## Excerpts from a dataset
■ ■ ■

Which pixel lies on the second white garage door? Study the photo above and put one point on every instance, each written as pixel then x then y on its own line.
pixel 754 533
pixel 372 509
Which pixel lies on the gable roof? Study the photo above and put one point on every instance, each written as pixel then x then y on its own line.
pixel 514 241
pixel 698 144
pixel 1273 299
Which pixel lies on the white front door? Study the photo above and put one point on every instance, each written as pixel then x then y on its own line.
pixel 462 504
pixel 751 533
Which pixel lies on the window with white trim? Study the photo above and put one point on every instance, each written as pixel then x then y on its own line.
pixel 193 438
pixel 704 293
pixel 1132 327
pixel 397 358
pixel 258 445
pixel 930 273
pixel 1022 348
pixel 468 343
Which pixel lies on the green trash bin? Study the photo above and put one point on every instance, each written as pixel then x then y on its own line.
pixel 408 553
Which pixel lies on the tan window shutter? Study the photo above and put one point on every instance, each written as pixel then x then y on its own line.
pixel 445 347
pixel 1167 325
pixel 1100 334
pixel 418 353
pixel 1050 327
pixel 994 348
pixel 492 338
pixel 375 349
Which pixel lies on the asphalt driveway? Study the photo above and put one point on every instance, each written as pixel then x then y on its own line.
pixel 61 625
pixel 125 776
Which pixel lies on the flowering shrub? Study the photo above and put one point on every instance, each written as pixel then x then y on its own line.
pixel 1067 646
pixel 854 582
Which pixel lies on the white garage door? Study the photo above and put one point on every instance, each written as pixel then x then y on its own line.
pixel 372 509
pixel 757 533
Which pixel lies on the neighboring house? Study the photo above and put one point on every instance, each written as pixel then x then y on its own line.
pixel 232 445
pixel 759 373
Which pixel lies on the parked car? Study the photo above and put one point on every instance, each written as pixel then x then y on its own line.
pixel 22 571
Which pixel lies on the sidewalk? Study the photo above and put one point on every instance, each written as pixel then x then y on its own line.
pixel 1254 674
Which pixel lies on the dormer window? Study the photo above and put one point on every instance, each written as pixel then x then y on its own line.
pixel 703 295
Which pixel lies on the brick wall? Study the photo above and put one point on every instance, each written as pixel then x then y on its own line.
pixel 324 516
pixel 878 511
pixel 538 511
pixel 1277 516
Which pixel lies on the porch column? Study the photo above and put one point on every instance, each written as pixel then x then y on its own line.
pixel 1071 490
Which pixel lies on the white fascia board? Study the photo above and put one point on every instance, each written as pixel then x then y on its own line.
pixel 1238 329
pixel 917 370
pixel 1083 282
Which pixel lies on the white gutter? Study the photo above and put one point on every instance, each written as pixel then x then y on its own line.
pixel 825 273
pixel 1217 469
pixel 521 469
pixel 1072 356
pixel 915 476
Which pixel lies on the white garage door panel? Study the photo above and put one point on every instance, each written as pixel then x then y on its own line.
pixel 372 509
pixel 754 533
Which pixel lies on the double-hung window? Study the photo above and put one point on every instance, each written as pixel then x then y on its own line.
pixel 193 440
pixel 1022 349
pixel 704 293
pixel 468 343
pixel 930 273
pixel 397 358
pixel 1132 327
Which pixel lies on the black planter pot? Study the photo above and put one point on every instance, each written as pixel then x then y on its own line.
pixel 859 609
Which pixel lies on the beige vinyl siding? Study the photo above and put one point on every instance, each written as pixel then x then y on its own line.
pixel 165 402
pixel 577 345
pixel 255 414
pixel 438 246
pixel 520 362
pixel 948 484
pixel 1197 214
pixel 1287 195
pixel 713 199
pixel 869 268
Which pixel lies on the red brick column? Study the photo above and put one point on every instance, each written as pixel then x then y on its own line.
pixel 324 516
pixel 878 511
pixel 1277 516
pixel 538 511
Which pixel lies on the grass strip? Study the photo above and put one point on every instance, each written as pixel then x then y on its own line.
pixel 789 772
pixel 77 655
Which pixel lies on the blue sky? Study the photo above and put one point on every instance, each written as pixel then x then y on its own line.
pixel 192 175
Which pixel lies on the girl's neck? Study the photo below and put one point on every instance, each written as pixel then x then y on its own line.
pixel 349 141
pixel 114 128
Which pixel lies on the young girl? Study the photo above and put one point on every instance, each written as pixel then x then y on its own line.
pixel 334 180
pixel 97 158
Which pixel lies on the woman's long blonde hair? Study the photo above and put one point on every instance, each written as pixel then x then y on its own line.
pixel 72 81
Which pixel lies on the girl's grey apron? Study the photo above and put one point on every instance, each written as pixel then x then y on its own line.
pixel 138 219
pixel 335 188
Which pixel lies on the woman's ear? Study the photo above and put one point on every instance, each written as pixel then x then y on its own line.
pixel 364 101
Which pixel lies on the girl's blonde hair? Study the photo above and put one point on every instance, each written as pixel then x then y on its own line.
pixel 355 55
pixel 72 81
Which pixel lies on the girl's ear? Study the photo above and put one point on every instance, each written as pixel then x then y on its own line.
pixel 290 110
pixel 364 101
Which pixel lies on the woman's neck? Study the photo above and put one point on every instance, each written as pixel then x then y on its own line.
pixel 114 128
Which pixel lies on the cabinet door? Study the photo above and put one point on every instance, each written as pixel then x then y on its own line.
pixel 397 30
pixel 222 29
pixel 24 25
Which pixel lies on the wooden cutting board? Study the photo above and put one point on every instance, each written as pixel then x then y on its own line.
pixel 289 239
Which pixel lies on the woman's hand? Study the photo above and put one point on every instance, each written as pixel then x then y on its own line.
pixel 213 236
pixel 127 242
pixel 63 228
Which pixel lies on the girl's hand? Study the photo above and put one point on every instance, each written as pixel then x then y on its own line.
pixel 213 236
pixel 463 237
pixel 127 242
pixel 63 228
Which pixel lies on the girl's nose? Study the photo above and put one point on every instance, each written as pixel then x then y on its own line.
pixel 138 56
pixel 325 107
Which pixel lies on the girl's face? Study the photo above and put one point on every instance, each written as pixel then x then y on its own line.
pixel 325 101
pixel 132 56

■ ■ ■

## Problem statement
Return all of the data above, keeping every line exactly as it appears.

## Answer box
Which pixel lies on the second white garage door? Study the photo above and put one point on every instance, each written as pixel then x then y on its own line.
pixel 754 533
pixel 372 509
Which pixel lies on the gable roof? Study the photo above and put one point on every instance, each written as pixel then x then y on its own line.
pixel 514 241
pixel 698 144
pixel 1273 299
Which pixel lies on the white front door? Study the photo above and put one point on every instance, each written as pixel then x then y on its own line.
pixel 462 504
pixel 751 533
Which pixel lies on the window with white trim? Study the photo above and put one point on every instance, each written as pixel then x then y on its own line.
pixel 193 438
pixel 704 293
pixel 1132 327
pixel 397 358
pixel 258 445
pixel 930 273
pixel 1022 348
pixel 468 343
Which pixel lies on the green trash bin? Study the photo above and put one point on every instance, each written as pixel then x then y on its own line.
pixel 408 553
Which pixel lies on the tan window shutter? Study the photo above and put one point on every instance, each written as pixel then x then y on its own line.
pixel 445 347
pixel 1167 325
pixel 1100 334
pixel 418 353
pixel 1050 327
pixel 994 348
pixel 492 338
pixel 375 349
Which pixel lies on the asphalt driveway? Study the photo above and put one point on every instance, each written as pixel then x then y on its own line.
pixel 61 625
pixel 125 776
Which pixel lies on the flowering shrub? Study the photo above and put one point on every instance, each written as pixel then x then y on its own line.
pixel 1067 646
pixel 854 582
Which pixel lies on the white garage door? Study the photo above and put one point on every instance, each written as pixel then x then y on its own line.
pixel 372 509
pixel 757 533
Which pixel lies on the neighboring house? Study the photo above and put one point on every instance, each written as pixel then x then y on its own line.
pixel 232 445
pixel 759 373
Which pixel lies on the parked car? Study the photo above and put one point on every instance, each written as pixel then x then y on its own line.
pixel 22 571
Which pixel lies on the sidewalk? Study the photo above and put one point on every instance, each written as pixel then x then y on its own line.
pixel 1254 674
Which pixel lies on the dormer window? Study the photo above and put one point on every instance, each written as pixel then x then y on its own line.
pixel 703 295
Which pixel lies on the brick wall? Study the photo above and put one point on every instance, each written as pixel then x then y on its own line.
pixel 324 516
pixel 878 511
pixel 538 511
pixel 1277 516
Which pixel lies on the porch column? Study the photo above and put one point on every instance, each written as pixel then x then y on its own line.
pixel 1071 490
Which pixel lies on the white fascia board? Study the photo above and put one point on every instance, each written as pixel then x then y on its own line.
pixel 1238 329
pixel 917 370
pixel 1083 282
Which pixel lies on the white gutter? Study the photo above and put one point on every instance, each written as pixel then x then y on its own line.
pixel 825 273
pixel 1217 469
pixel 521 469
pixel 1072 356
pixel 915 476
Which pixel lies on the white garage door panel? Study the photo above and put one point on every instance, each written as pixel then x then y on its own line.
pixel 372 509
pixel 754 533
Which pixel lies on the double-hung window? Study the photo above and put one point on every instance, each written as pixel then x then y on its own line.
pixel 193 440
pixel 1022 349
pixel 704 293
pixel 468 343
pixel 930 273
pixel 397 358
pixel 1132 327
Which pixel lies on the black planter pot? Study the photo above and put one point on every instance, each written as pixel then x then y on its own line.
pixel 859 609
Which pixel lies on the beige vinyl siding? Study the photo above and put one point on every instance, each written as pixel then x then y on its own line.
pixel 165 402
pixel 577 345
pixel 255 414
pixel 438 246
pixel 520 362
pixel 948 484
pixel 1197 214
pixel 1287 195
pixel 713 199
pixel 869 268
Which pixel lies on the red brick column? Study the photo above and put one point on every instance, each written as pixel then x then y on its own line.
pixel 324 516
pixel 878 511
pixel 1277 516
pixel 538 511
Which pixel lies on the grass strip? Study the photo above and put one point on every instance, each written as pixel then x then y on its own line.
pixel 789 772
pixel 77 655
Which pixel lies on the blue sky? Study the photo above and put one point on every instance, each written as pixel then x then y on its own line.
pixel 192 175
Which pixel lies on the girl's neck? Study the photo below and put one point on every instance, each written as pixel then x then y on its own line.
pixel 349 141
pixel 114 128
Which pixel lies on the young girl? Study the photo above and put one point on every instance, each written as pixel then x then y on its own line.
pixel 334 180
pixel 97 158
Which pixel lies on the woman's long blonde hair? Study the photo above and put one point on every instance, each written as pixel then x then y on its own line.
pixel 72 81
Which pixel lies on the girl's grey apron? Study the photo above and put one point on every instance, each written as pixel then x then y on its own line.
pixel 138 219
pixel 335 188
Which pixel lies on the woman's ear? Study the photo above and put one point on every instance, each written as pixel then x then y on its own line.
pixel 364 101
Which pixel lies on the girl's blonde hair? Study the photo above and put one point on every instance, each written as pixel then x then y on its own line.
pixel 355 55
pixel 72 81
Which pixel lies on the girl's ear? Study the photo above and put one point on every instance, each written as pixel then x then y on its own line.
pixel 290 110
pixel 364 101
Which pixel lies on the woman's neck? Study the photo above and put one point on every instance, each written as pixel then x then y on its own line.
pixel 114 128
Which pixel lies on the cabinet door? Study the photo above and put one point on every instance, each written as pixel then x then y on its own line.
pixel 397 30
pixel 222 29
pixel 24 25
Which pixel lies on the wooden cutting board? Study the photo above and put one point on every instance, each written as pixel then x then y on its own line.
pixel 289 239
Which pixel lies on the woman's hand? Study the photo above and put one point on every instance, each written as pixel then x then y on its own line.
pixel 213 236
pixel 127 242
pixel 63 228
Which pixel lies on the girl's hand? Study the photo above and put one point on every instance, each written as pixel then x then y on its own line.
pixel 213 236
pixel 463 237
pixel 127 242
pixel 63 228
Which pixel lies on the girl's nose? Study the photo above and put one point on every instance, each written as pixel then x then y on its own line.
pixel 138 56
pixel 325 107
Which pixel lies on the girl's face? Study the photo above and put one point on every instance, each written as pixel then x then y on its own line.
pixel 325 101
pixel 132 56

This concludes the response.